═════ Raw records

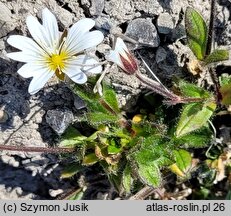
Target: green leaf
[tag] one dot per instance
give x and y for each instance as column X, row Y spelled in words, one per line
column 70, row 170
column 226, row 94
column 225, row 79
column 196, row 139
column 183, row 159
column 90, row 159
column 110, row 97
column 72, row 137
column 99, row 118
column 192, row 90
column 197, row 32
column 152, row 156
column 216, row 56
column 127, row 179
column 113, row 149
column 194, row 116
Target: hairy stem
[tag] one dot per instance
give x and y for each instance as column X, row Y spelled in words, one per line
column 172, row 98
column 211, row 27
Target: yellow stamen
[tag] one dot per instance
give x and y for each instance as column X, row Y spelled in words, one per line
column 57, row 63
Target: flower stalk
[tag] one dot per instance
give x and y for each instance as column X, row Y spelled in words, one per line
column 124, row 59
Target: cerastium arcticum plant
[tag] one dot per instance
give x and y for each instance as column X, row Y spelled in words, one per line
column 133, row 151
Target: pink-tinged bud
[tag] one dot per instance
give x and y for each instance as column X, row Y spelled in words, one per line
column 123, row 58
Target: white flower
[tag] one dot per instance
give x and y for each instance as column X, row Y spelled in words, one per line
column 122, row 57
column 52, row 53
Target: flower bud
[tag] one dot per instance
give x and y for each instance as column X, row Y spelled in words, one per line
column 122, row 57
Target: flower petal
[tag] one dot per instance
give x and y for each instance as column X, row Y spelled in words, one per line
column 51, row 27
column 39, row 80
column 85, row 41
column 38, row 32
column 78, row 29
column 31, row 70
column 93, row 67
column 25, row 57
column 25, row 44
column 74, row 73
column 114, row 55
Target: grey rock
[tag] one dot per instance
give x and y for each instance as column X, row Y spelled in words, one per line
column 5, row 14
column 161, row 54
column 6, row 21
column 103, row 23
column 96, row 7
column 165, row 23
column 59, row 120
column 143, row 31
column 149, row 6
column 121, row 10
column 78, row 102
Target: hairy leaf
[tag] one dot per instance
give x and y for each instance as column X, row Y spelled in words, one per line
column 70, row 170
column 72, row 137
column 90, row 159
column 152, row 156
column 110, row 97
column 127, row 179
column 99, row 118
column 216, row 56
column 226, row 94
column 183, row 159
column 194, row 116
column 196, row 139
column 192, row 90
column 197, row 32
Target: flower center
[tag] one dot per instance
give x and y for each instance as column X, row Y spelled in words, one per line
column 57, row 63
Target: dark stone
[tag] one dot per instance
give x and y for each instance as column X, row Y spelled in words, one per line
column 143, row 31
column 59, row 120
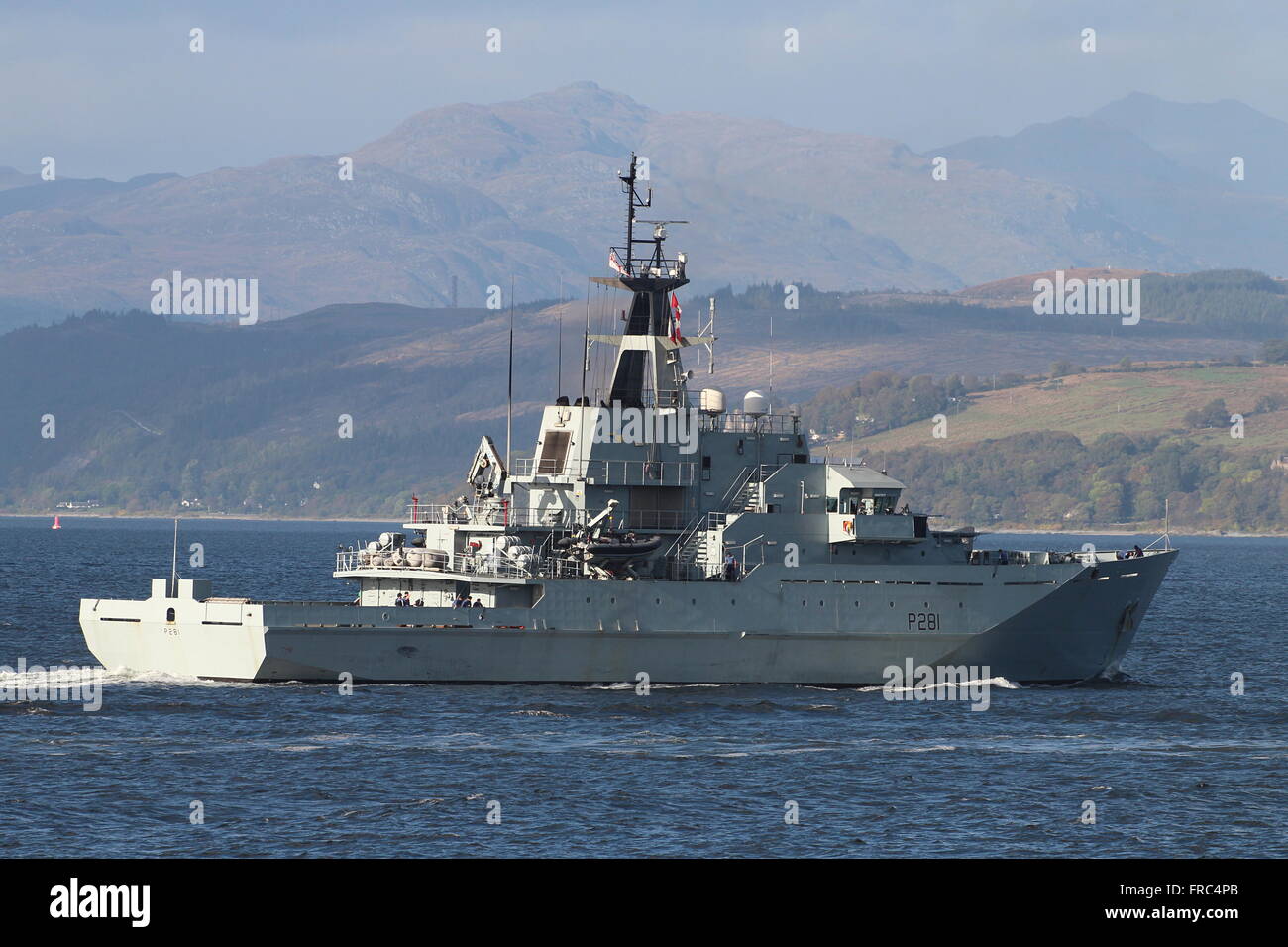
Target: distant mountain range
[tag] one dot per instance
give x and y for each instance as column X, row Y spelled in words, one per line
column 149, row 412
column 477, row 193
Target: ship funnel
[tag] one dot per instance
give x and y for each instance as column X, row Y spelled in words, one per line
column 755, row 405
column 711, row 401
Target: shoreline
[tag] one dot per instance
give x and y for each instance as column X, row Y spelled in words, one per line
column 78, row 514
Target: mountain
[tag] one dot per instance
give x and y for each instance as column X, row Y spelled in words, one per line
column 480, row 193
column 1103, row 450
column 1205, row 136
column 149, row 411
column 1163, row 170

══════════

• [Your instructions] Rewrite all of the items above with "one dot per instance" replaced by "one point per instance" wherever it occurs, keeping everything else unchanged. Leave the pictures out of your answer.

• [Result of this task]
Target: green leaf
[tag] one point per instance
give x and y for each instance as column X, row Y spelled in words, one per line
column 70, row 170
column 226, row 94
column 225, row 79
column 196, row 139
column 183, row 159
column 90, row 159
column 110, row 97
column 72, row 137
column 99, row 118
column 192, row 90
column 197, row 32
column 152, row 156
column 216, row 56
column 127, row 179
column 113, row 149
column 194, row 116
Target: hairy stem
[tag] one point per instance
give x and y for each instance as column X, row Y spelled in words, one per line
column 172, row 98
column 211, row 27
Target: yellow stamen
[tag] one point per instance
give x and y for each instance as column X, row Y spelled in words, one per line
column 57, row 63
Target: flower stalk
[tag] one point per instance
give x and y for each instance as column X, row Y spelled in words, one per line
column 124, row 59
Target: cerastium arcticum plant
[tag] one point per instance
give x and y for each instance as column X, row Y spelled in words, one per line
column 133, row 151
Target: pink-tinged bud
[tag] one point per instance
give x and y for each instance as column X, row Y spelled in words, one per line
column 123, row 58
Target: white flower
[tag] one point per instance
give x and y for each instance as column X, row Y spelled in words, one per line
column 122, row 57
column 52, row 53
Target: flower bud
[tag] one point per instance
give x and y for each instance as column X, row Y spelled in words, one per line
column 122, row 57
Target: flower petal
[tag] one point per instance
give x and y for each instance as column X, row Y spelled in words, one per line
column 51, row 27
column 39, row 80
column 85, row 41
column 38, row 32
column 78, row 29
column 31, row 70
column 93, row 67
column 25, row 57
column 25, row 44
column 74, row 73
column 114, row 55
Target: grey rock
[tag] one point per instance
give x and y for each instance as column X, row Y spelled in words, one per line
column 5, row 14
column 161, row 54
column 6, row 21
column 103, row 23
column 96, row 7
column 165, row 23
column 59, row 120
column 143, row 31
column 149, row 6
column 121, row 10
column 78, row 102
Target: hairy leaf
[tag] one point per instance
give x and y for each instance as column X, row Y spelled in words, one per line
column 70, row 170
column 72, row 137
column 90, row 159
column 152, row 156
column 110, row 97
column 127, row 179
column 99, row 118
column 216, row 56
column 226, row 94
column 183, row 159
column 194, row 116
column 196, row 139
column 192, row 90
column 197, row 32
Target: flower center
[tag] one point per instance
give x and y for each instance as column X, row Y spelled in words, one per line
column 57, row 63
Target: dark stone
[tag] one point per instance
give x and y for each instance as column X, row Y spelled in words, one per line
column 143, row 31
column 59, row 120
Target: distant mountain range
[tag] one point per instance
give x and y for each instance as column X, row Y spelled in words, one per line
column 149, row 412
column 477, row 193
Target: ship funnel
[tag] one point per instance
give x and y for each instance as column X, row Y spelled in words, one per line
column 755, row 405
column 711, row 401
Target: shoreline
[tag] one point per instance
give x and y for each instance as column X, row Y spelled in words, one per line
column 78, row 514
Target: mountain
[tag] one point per instance
give x and y for each instance as column X, row Y spelled in words, one per line
column 480, row 193
column 1103, row 450
column 1205, row 136
column 149, row 411
column 1163, row 170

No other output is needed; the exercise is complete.